→ **Text segment**
• • •
Customer behavior has changed during the pandemic: Leisure travelers are booking tickets closer to their travel dates, behavior which before the pandemic was more typical of business travelers. But Nocella is encouraged by the trends. In the first week of January, bookings were 48 percent lower than in 2019, as travelers cancelled flights due to the Omicron surge. By the second week, bookings were down 40 percent, and by the third, 25 percent. The carrier expects trends to revert to normal by the middle of next month. “March looks normal,” Nocella said. “There’s a hole in January that we can’t fill.”

One way that United will partially fill that hole is by bringing back 52 grounded Boeing 777s. Those aircraft have been grounded since early last year, when the Federal Aviation Administration (FAA) required further inspections on the Pratt & Whitney engines’ fan blades after a dramatic engine failure over Denver. (The majority of United’s 777 fleet is not powered by Pratt & Whitney engines and were not affected.) The grounded aircraft represented about 10 percent of United’s business, and are expected to start returning to the fleet in March, Nocella said.
• • •
→ **Work instructions**
1 > From the airline bookings passage, output the portion starting with "One way that" and going on through "March, Nocella said.".
2 > According to the airline bookings passage, how many grounded Boeing 777s is United bringing back?

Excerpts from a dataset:
• • •
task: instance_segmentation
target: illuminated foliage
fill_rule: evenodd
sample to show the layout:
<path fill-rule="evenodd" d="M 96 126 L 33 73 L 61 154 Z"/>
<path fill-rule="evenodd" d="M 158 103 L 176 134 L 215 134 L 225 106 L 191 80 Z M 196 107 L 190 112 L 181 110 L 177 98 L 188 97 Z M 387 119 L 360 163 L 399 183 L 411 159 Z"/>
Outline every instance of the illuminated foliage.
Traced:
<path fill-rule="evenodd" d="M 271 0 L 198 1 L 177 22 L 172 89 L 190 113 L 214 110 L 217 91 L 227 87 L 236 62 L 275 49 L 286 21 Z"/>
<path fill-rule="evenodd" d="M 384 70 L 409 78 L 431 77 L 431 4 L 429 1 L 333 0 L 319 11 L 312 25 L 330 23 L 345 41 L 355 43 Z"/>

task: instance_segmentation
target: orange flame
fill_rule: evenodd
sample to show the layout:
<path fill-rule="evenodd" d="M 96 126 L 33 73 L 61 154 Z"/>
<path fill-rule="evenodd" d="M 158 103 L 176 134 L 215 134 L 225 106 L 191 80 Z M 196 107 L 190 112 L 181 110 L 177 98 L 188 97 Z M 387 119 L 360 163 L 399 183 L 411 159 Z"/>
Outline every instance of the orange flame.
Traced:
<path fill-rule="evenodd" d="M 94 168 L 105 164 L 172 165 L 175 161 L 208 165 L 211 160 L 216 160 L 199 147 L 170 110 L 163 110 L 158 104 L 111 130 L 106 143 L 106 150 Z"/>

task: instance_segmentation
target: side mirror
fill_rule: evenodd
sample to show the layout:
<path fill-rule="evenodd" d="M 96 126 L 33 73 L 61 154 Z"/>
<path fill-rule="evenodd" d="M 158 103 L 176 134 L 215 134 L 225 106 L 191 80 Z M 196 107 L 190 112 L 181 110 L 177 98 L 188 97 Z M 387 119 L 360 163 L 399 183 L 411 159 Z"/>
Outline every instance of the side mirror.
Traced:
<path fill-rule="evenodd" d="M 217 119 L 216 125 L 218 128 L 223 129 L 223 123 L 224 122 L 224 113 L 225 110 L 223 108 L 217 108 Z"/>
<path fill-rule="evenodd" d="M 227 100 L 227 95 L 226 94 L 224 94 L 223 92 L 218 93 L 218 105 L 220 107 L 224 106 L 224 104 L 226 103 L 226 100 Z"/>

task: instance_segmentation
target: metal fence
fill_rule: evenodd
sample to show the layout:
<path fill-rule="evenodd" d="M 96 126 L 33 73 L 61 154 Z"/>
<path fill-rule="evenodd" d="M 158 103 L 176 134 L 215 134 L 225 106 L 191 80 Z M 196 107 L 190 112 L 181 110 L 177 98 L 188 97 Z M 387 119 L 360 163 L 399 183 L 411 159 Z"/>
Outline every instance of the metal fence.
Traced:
• • •
→ **Solution set**
1 >
One way that United will partially fill that hole is by bringing back 52 grounded Boeing 777s. Those aircraft have been grounded since early last year, when the Federal Aviation Administration (FAA) required further inspections on the Pratt & Whitney engines’ fan blades after a dramatic engine failure over Denver. (The majority of United’s 777 fleet is not powered by Pratt & Whitney engines and were not affected.) The grounded aircraft represented about 10 percent of United’s business, and are expected to start returning to the fleet in March, Nocella said.

2 > 52